Document:
# Method of images tutorial?

I'm having an exam in Electrodynamics soon. I think I have most of it under control, but the method of images I'm not quite sure about.

There is not much in my book about, so I was thinking some of you might knew a website, article or something like that, maybe even with examples, that could help be get that last piece of the puzzle in my head?

I have tried Google, but I didn't find much to be honest. That's why I ask here.

-
Isn't it just a symmetry argument? – Bernhard Jun 18 '13 at 15:05
could you let us know what you can understand about it and what you're having problems with? – Jim Jun 18 '13 at 15:05
The main idea is, with a conductor with potential = 0, and a external charge $q$, to calculate the potential, in some domain (depending on the problem, this will be the whole space, or half-space, or interior of sphere, etc...), by adding an imaginary opposite charge $-q$ at some place, such as the sum of the 2 potentials created by the 2 charges will be zero on the conductor. – Trimok Jun 18 '13 at 16:43
The Method relies on the uniqueness of solutions to the boundary value problem for electric potentials. So you (1) remember the cases done in your book (planes and spheres typically) and (2) if you have to do a new geometry you must intuit the image distribution well enough to set up a solvable system to get the boundary potentials. – dmckee Jun 18 '13 at 17:01
I found the explanation in Volume II of the Feynman lectures to be quite illuminating. – Mark Allen Jun 18 '13 at 20:40

• An infinitesimally thin grounded sheet AB (I know the diagram is quite different but just assume it)

Record excerpts:
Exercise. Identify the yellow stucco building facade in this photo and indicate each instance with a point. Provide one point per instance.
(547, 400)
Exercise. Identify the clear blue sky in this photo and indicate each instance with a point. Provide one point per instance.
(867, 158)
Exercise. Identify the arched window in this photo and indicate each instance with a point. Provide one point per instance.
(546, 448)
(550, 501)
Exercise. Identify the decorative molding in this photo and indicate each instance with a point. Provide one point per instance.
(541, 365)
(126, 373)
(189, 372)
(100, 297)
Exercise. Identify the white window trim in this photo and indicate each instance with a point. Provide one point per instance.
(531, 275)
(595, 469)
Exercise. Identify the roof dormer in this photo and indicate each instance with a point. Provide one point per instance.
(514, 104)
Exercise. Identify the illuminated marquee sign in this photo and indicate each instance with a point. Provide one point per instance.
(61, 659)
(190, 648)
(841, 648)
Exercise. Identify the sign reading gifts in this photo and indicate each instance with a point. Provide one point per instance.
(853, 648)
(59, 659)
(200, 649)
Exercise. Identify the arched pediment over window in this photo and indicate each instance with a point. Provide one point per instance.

Work to do:
1. In the method-of-images thread, what does the method rely on, according to one of the comments?
2. Extend the method-of-images thread, picking up right after its final line.

Replies:
1. It relies on the uniqueness of solutions to the boundary value problem for electric potentials.

2.
• A charge $q$ present at right side at distance $l$ from the sheet

"Let me tell you that our purpose of grounding is just to develop zero potential over the sheet. There is nothing more use of it."

So the Image Method let you assume that in this situation (i.e. In which there is zero potential sheet and there is a charge $q$ present at distance $l$ from it) then you can assume that there will be another charge of same magnitude as of $q$ but will be of opposite sign (i.e. $-q$ here).

I had tried to show that totally 'imaginary' image in the figure boxed inside.

Now the main point, You must be thinking that what is the use of it.

Well, from image method you can find the net force acting here which will be,

$$F=\frac{1}{4πε_0}.\frac{q.q}{(2l)^2}$$

which implies,

$$F=\frac{1}{4πε_0}.\frac{q^2}{4l^2}$$

Similarly you can find Electric field and other electrostatic terms.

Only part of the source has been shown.